— Exercise details —
Copy out every line of the records, requests included, and scale each box coordinate in the answers by 2.45, rounding to whole numbers with halves going up. Leave all numbers in the requests, sample box included, as they are.

— Available records —
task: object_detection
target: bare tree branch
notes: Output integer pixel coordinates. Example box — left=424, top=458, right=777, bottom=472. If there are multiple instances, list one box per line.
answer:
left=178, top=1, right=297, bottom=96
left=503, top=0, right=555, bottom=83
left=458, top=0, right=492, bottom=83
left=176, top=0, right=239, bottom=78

— Exercise output —
task: object_detection
target: bare tree branch
notes: Output integer pixel coordinates. Example box — left=424, top=458, right=777, bottom=472. If there are multiple instances, list one box per line.
answer:
left=436, top=2, right=728, bottom=235
left=1232, top=0, right=1360, bottom=203
left=1122, top=0, right=1205, bottom=203
left=431, top=0, right=586, bottom=191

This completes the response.